**QUOTED PASSAGE**.
Zed is hesitant, but Linz will implore of him, “What’s your second act gonna be Zed? That’s what you’ve gotta think about. Your parents are gone…”
Weighing his options Zed most singularly muses to his skeptical sister Pam, “I sit in my cubicle all day and email coworkers who sit right next to me.” Pam who pushes practical telecommunications bundles could not be less moved until she meets Pete who makes quite a killing (pun intended) of selling cemetery plots.
Malcolm, Zed and Pam’s mother’s friendly neighborhood postman will serve as somewhat of an advisor in life and death as he reminisces the character of the sibling’s mother. Malcolm will also disclose that he is the first person who suspected their mother might have passed due to the stacked mail upon their porch.
Phil, Zed’s deceased elder coworker will appear to Zed in dreams making circuitous bicycle tracks around the symbolically subordinate Zed telling the self same bawdy jokes to which Zed was accustomed when Phil was alive. It is Phil who keeps Zed grounded in the dream stated reality of his former self until he keels off the bike just exactly as he had pitched over and into the elevator in his former life. The dreams then stop such that Zed’s waking dreams can possibly commence.

**QUESTIONS ON THE MATERIAL**.
(1) In the passage about Zed, what does Pete sell?
(2) Continue the passage about Zed from its last sentence.

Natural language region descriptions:
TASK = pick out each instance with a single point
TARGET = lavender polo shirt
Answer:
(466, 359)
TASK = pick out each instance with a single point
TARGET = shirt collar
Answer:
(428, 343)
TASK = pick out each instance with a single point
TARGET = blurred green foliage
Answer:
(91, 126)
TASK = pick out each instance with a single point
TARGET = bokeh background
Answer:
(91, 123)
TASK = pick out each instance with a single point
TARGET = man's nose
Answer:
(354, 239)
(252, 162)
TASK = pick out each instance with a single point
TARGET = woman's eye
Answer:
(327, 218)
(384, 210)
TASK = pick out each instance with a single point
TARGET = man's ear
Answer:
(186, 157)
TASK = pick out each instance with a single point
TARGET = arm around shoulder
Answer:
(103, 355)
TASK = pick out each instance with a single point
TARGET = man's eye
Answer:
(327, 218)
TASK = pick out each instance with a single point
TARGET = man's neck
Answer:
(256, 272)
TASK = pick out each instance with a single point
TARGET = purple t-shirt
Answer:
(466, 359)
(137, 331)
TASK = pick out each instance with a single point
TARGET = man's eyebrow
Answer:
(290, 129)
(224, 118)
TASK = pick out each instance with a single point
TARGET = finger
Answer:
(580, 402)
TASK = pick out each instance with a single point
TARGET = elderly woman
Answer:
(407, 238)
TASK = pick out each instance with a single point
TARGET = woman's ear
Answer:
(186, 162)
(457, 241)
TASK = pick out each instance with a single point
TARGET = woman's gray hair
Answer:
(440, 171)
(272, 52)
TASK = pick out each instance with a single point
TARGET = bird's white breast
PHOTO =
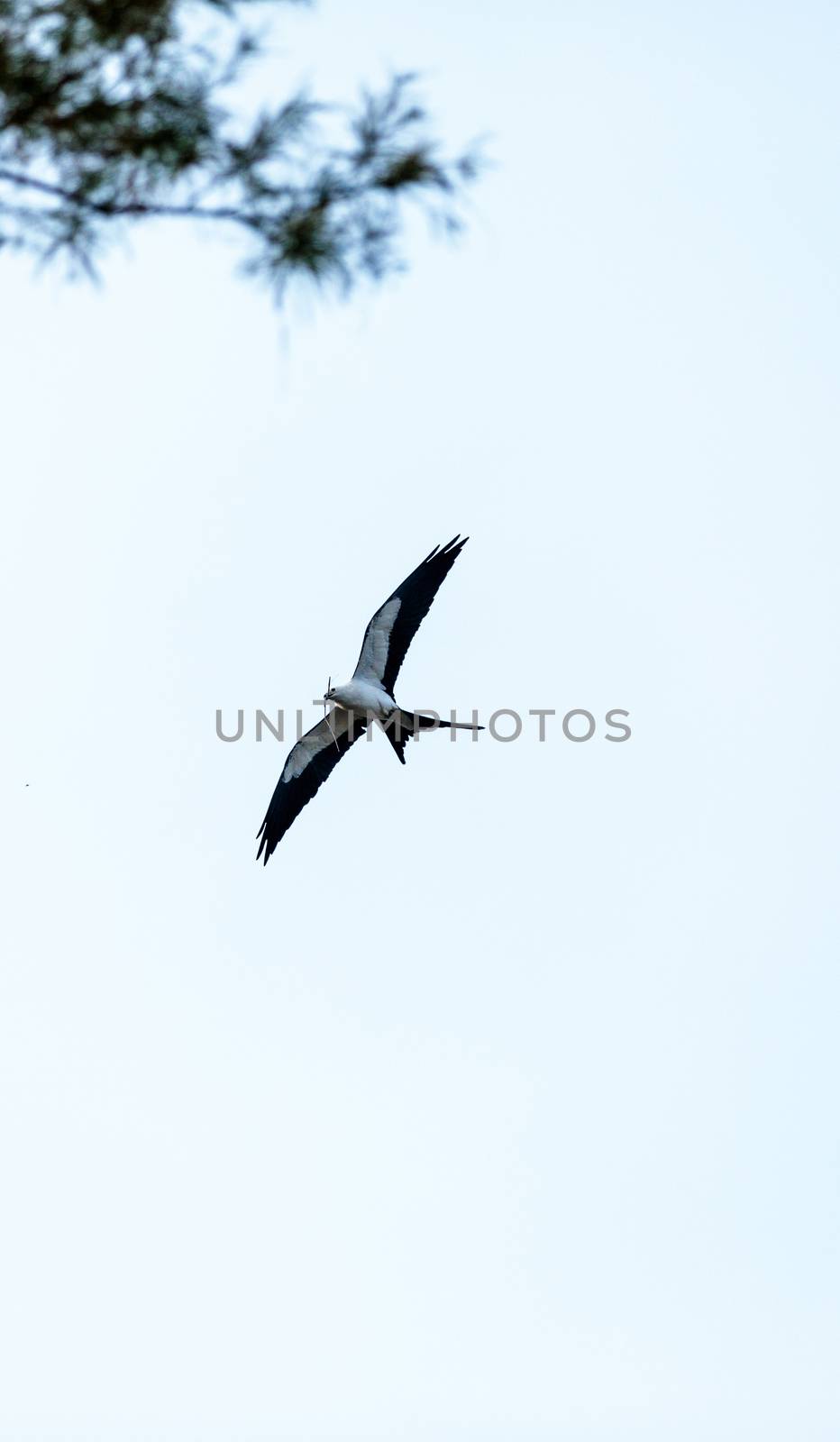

**ANSWERS FOR EACH ITEM**.
(1) Cemetery plots.

(2)
The performance itself is solid from the sympathetic and sincere portrayal of Zed by an equally apt Caleb Slavens, a most even keel Malcolm performed by Frederick Dawson in most comforting fashion, Linz played by a warm and earnest Deirdra Edwards, Pableu performed by a fiery and mellow dramatic Christopher Franciosa, Pam portrayed by a warmly terse Elizabeth Lande, to Pete played by a glib and appropriately unctuous Steve Keys, to Phil performed by an amusingly antagonistic James Schendel, the ensemble is cohesive and plays well off each other.
One can no doubt credit the above to the direction of Stewart J. Zully. Sets by Jeff G. Rack are appropriately colored, proportioned and delicious–The Le Petit Gateau bakery in particular! Sound effects by Joseph “Sloe” Slawinski are beautifully organic. Never once have I stumbled upon bird and insect noises that so aptly emulated the sounds emanating from my parent’s backyard in Massachusetts. The bird calls alone are certainly NOT for the birds! And costume design by Michele Young is everything from functional, to fun, to festive!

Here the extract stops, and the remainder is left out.